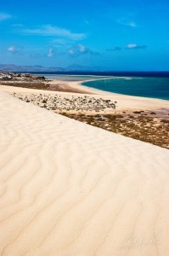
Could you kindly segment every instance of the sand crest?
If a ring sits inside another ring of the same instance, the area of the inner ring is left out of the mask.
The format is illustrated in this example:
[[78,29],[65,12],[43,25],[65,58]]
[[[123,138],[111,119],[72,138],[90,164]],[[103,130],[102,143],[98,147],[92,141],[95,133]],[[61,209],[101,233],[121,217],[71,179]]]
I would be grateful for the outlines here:
[[0,253],[169,255],[169,150],[0,93]]

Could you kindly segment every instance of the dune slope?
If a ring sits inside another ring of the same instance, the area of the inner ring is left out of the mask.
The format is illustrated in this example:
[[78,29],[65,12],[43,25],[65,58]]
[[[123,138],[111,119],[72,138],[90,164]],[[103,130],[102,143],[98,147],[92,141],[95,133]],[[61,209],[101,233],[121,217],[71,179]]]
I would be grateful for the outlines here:
[[169,255],[169,150],[0,93],[0,253]]

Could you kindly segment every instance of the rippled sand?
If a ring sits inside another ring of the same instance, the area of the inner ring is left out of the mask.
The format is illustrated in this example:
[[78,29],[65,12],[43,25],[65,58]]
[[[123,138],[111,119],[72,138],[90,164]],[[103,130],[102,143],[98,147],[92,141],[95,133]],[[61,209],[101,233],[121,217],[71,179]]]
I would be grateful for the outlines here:
[[0,254],[169,255],[169,150],[0,93]]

-- Task requirements --
Present every line of the material above as a numbered list, omitting the blank lines and leaving the pictures out.

-- Solution for this exercise --
1. Could you kindly segment every instance of the sand crest?
2. If a ring sits inside another ring of the same instance, the area of the inner ring is left out of the mask.
3. The format is illustrated in this example:
4. [[78,29],[65,12],[43,25],[65,58]]
5. [[[123,138],[111,119],[72,138],[90,164]],[[103,130],[102,143],[98,147],[92,141],[95,133]],[[61,209],[101,233],[121,217],[71,179]]]
6. I would be grateful for the outlines here:
7. [[0,253],[169,255],[169,150],[0,93]]
8. Could you kindly segment every instance of the dune slope?
9. If a ring sits inside another ring of the same instance, the area of the inner ring is left out of the mask.
10. The format is illustrated in this example:
11. [[78,29],[65,12],[43,25],[65,58]]
12. [[[123,138],[111,119],[72,138],[90,164]],[[103,130],[102,143],[98,147],[92,141],[95,133]],[[61,209],[101,233],[121,217],[71,179]]]
13. I would be grateful for the outlines here:
14. [[169,255],[169,150],[0,93],[0,253]]
15. Could you kindly segment every instance of the rippled sand?
16. If a ring sits inside another ring of the same instance, the area of the inner ring is left out of the mask.
17. The format is illustrated in this example:
18. [[78,29],[65,12],[43,25],[65,58]]
19. [[[123,138],[111,119],[72,138],[90,164]],[[103,130],[102,143],[98,147],[92,141],[95,133]],[[61,209],[101,233],[121,217],[71,179]]]
20. I would be grateful for the outlines here:
21. [[0,254],[169,255],[169,150],[0,93]]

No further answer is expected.